Data records ▸
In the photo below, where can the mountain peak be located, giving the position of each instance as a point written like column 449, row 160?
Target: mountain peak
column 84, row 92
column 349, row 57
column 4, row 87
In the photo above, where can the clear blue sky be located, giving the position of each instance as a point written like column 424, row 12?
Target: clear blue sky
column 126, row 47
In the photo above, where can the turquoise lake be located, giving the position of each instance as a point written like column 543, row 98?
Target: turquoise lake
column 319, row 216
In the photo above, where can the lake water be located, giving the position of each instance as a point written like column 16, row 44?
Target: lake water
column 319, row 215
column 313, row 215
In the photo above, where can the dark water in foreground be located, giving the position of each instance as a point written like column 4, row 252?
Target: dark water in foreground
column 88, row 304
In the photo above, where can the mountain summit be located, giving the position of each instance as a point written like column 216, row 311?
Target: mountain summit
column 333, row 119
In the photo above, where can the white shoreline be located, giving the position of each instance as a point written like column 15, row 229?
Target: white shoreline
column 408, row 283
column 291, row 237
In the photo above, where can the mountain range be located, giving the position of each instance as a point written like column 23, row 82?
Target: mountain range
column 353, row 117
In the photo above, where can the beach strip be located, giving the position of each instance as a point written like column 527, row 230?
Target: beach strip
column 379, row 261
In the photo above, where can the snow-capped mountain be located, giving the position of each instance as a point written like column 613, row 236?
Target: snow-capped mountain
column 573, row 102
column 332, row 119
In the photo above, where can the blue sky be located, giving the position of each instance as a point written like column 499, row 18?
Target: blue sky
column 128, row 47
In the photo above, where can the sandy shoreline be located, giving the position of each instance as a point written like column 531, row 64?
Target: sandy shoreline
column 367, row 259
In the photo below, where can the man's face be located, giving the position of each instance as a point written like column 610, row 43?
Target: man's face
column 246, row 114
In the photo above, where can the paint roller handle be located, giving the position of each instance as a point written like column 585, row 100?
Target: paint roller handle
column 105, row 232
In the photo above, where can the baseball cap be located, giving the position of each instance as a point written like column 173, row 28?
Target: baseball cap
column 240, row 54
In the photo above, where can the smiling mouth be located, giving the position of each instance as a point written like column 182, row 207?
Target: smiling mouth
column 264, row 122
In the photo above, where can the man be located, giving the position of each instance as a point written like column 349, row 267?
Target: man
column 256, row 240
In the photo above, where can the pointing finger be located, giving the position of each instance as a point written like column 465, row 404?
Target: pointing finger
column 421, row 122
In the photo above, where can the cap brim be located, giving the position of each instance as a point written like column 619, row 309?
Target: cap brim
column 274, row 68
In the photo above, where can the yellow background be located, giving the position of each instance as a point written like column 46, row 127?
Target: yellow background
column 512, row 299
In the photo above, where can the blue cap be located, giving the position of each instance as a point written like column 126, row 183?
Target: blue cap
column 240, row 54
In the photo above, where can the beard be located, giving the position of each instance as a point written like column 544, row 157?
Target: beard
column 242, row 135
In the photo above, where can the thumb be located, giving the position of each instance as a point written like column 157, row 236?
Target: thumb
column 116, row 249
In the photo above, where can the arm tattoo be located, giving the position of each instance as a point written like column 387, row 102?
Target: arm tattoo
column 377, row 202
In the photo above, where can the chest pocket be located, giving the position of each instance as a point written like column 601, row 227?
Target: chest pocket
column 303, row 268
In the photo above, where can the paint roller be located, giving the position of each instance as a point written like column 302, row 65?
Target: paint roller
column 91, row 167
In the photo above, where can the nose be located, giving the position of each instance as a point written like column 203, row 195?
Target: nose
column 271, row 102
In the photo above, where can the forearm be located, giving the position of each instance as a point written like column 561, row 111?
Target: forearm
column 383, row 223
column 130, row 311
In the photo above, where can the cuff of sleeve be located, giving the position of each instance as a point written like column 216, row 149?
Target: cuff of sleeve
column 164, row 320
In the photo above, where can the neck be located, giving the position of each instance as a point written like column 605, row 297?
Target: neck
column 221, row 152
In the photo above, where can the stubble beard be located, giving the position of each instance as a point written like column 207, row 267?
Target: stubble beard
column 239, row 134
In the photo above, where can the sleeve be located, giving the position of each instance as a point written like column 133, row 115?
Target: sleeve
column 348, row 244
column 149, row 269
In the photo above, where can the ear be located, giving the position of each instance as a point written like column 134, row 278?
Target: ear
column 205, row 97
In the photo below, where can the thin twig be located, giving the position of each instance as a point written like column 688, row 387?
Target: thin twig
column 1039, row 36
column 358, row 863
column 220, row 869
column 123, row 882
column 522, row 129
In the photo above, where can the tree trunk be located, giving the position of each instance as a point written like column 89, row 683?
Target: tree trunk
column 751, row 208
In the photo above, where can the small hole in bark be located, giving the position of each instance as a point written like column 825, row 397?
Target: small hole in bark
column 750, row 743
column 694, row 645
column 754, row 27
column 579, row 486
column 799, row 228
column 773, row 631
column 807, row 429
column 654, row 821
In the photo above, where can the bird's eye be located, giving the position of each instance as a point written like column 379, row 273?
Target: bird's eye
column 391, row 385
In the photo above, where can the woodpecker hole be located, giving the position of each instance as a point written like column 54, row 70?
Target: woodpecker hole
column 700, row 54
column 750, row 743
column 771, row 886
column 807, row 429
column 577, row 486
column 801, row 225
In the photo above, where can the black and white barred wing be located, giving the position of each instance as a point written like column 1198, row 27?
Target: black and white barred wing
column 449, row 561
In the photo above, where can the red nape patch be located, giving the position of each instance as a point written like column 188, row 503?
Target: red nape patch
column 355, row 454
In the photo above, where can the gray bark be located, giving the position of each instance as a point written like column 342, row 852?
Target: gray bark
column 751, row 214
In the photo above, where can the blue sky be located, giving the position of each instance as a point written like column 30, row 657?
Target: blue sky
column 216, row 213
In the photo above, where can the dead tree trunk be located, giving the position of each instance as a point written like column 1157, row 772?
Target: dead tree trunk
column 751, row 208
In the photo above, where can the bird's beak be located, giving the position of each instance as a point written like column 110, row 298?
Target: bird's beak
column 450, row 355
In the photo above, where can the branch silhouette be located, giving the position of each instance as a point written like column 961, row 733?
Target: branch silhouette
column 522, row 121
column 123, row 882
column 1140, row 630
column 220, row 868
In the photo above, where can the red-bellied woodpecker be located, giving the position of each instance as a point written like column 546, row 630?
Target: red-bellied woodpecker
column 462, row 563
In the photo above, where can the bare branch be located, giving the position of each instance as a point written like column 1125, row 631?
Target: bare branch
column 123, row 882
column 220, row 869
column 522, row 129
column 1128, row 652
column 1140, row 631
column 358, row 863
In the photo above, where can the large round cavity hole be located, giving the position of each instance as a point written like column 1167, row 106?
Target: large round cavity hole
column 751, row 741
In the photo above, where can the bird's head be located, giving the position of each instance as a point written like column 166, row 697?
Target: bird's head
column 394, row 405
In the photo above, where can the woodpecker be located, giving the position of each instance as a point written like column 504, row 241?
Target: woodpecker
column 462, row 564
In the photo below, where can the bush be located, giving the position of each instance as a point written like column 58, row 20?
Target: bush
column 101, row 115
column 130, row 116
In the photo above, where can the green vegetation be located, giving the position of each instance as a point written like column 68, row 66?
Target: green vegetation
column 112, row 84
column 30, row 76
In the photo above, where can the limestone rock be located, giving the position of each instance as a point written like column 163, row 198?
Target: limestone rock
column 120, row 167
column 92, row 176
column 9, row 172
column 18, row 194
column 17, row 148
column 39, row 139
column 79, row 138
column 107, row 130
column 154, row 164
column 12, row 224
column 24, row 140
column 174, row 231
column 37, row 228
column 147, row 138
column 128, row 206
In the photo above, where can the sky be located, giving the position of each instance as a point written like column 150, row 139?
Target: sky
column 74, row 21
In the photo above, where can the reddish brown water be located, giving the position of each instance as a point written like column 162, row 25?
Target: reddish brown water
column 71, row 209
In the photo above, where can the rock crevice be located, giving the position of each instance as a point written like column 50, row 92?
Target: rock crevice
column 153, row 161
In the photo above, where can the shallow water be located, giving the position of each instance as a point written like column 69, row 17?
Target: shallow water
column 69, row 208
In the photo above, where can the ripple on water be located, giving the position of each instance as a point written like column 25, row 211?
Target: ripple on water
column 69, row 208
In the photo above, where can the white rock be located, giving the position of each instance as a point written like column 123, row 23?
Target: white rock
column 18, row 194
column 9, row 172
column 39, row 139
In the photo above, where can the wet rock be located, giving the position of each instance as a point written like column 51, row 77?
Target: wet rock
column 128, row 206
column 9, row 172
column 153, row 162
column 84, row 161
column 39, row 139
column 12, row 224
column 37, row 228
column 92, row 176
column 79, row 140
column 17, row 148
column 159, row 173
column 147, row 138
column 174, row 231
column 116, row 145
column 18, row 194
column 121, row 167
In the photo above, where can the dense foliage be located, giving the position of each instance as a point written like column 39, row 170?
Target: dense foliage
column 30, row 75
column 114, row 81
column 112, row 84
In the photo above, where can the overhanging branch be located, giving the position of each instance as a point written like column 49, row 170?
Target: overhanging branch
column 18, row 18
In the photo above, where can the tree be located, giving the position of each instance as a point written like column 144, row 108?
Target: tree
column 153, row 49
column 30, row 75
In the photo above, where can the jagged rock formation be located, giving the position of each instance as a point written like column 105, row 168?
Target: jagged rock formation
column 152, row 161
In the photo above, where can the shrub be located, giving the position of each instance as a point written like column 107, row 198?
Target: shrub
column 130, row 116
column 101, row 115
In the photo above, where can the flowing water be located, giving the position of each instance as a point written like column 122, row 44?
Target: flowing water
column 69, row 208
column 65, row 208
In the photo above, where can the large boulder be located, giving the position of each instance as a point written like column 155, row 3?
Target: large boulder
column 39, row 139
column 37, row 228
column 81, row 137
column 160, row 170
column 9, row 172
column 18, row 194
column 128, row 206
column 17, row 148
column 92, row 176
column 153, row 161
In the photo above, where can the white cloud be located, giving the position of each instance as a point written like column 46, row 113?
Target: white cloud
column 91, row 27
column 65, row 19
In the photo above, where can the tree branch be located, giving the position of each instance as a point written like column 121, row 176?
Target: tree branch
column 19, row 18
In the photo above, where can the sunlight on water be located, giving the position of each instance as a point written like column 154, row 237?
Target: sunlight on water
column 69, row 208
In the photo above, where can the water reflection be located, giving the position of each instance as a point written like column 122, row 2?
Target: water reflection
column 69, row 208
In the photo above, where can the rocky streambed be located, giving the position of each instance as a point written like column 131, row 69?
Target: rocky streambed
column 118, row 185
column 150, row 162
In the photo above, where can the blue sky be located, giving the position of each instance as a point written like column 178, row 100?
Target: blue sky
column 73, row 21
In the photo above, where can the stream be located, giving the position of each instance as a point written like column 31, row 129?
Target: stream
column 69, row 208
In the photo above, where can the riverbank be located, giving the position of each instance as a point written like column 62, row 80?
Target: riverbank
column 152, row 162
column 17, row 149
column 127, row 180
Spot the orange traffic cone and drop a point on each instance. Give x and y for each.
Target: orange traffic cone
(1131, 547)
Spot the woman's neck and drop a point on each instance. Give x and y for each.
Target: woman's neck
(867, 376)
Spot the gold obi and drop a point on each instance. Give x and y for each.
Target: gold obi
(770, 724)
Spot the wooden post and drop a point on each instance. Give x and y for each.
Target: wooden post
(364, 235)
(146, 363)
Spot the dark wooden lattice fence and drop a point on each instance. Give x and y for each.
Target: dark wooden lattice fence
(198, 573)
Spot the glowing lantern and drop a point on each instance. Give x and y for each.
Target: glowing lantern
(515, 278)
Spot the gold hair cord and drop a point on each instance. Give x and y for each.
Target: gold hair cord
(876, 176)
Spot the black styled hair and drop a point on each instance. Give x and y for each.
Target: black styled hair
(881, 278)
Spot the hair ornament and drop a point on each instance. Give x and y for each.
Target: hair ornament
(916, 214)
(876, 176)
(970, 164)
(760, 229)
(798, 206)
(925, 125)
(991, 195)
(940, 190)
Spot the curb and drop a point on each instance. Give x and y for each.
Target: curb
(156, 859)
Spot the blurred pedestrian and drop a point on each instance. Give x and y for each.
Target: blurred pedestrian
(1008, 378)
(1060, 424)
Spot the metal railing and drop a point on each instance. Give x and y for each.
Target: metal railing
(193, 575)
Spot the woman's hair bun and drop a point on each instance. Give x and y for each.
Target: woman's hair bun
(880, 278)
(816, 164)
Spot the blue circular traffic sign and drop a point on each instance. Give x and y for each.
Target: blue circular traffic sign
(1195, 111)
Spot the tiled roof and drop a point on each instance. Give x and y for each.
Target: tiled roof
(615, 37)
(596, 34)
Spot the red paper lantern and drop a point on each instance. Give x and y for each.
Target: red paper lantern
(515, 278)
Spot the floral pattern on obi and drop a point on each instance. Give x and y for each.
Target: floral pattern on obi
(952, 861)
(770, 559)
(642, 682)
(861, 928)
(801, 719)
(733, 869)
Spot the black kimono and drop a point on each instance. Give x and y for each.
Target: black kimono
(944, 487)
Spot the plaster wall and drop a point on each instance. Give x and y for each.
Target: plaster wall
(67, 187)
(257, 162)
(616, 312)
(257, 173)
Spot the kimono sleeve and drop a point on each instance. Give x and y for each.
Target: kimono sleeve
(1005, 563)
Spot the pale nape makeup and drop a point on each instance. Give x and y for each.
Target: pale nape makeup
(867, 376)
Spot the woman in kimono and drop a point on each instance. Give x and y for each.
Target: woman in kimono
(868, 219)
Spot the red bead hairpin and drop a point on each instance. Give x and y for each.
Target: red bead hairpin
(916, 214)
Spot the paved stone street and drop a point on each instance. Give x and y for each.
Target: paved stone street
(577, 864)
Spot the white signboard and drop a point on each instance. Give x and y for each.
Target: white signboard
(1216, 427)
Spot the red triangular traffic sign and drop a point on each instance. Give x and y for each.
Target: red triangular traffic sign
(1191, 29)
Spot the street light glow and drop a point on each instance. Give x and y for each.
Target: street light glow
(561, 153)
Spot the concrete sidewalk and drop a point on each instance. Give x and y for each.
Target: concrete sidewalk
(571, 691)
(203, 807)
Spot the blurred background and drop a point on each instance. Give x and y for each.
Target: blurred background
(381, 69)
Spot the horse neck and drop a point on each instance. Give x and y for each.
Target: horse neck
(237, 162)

Instructions to follow ▸ If a line in the entries holds the string "below", copy it.

Task output ▸
In the photo below, where can the mountain peak be located, giving the position of each instance as a point written like column 449, row 160?
In the photo below, where can the man's face be located, giving the position of each instance as a point written like column 610, row 43?
In the photo below, where can the thin twig be located, giving the position of each instance as a point written like column 688, row 387?
In the photo below, where can the bush be located, giving the position of each instance as a point written like column 58, row 20?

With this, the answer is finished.